Please transcribe the listing below exactly, but only from the line containing "[(205, 8), (182, 267), (149, 121)]" through its last line.

SUPPLIED RECORDS:

========================

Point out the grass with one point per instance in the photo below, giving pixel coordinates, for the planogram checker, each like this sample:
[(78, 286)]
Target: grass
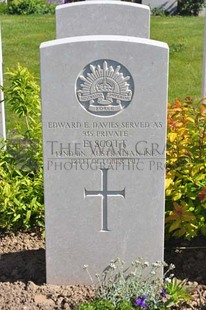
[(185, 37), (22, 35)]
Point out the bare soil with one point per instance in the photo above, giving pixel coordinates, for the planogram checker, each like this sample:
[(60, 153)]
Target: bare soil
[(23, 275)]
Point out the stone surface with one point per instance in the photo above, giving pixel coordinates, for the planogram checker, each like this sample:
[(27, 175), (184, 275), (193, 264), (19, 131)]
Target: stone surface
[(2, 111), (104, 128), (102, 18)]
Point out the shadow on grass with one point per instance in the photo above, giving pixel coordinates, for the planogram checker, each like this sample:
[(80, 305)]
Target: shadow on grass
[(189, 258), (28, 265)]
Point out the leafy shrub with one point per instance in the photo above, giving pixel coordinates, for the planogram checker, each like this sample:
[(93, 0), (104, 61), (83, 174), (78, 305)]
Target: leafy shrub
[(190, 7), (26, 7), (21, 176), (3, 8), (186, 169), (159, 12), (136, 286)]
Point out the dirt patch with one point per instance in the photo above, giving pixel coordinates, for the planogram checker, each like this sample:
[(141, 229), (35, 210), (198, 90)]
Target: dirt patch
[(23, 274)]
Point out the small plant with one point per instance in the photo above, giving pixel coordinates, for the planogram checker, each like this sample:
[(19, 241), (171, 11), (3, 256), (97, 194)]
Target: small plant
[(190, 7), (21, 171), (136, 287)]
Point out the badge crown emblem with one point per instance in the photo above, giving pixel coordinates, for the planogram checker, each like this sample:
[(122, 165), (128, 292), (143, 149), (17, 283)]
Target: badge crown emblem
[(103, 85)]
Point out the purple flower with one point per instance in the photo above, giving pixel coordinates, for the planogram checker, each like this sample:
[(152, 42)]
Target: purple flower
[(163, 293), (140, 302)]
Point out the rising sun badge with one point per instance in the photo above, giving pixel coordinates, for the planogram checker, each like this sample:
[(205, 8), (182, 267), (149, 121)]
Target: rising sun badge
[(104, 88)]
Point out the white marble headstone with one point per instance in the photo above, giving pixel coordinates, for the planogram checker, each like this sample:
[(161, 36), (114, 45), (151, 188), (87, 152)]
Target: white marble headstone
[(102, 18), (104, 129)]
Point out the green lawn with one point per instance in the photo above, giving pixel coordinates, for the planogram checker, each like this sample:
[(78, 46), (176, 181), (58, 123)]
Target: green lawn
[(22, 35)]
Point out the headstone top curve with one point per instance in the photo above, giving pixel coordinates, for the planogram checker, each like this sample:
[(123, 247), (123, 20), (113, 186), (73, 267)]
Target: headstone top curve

========================

WRITTEN ANSWER:
[(205, 8), (182, 267), (149, 121)]
Target: rising sun badge
[(104, 88)]
Point out the white marble headstone with one point per instance in the photo above, giving pixel coordinates, for the planogram checker, each like this sample:
[(161, 36), (114, 45), (151, 188), (87, 152)]
Target: white marble headstone
[(102, 18), (104, 129)]
Point out the green lawn with one point per instance in the photo above, giving pixel coordinates, for the planogram checker, each like this sample:
[(78, 46), (176, 181), (58, 123)]
Target: green lawn
[(22, 35)]
Point out the headstone top curve with one point per instance in the photo above, giving pixel coordinates, for the planogram checker, each like this sample:
[(123, 247), (123, 20), (113, 186), (73, 267)]
Target: headstone top curve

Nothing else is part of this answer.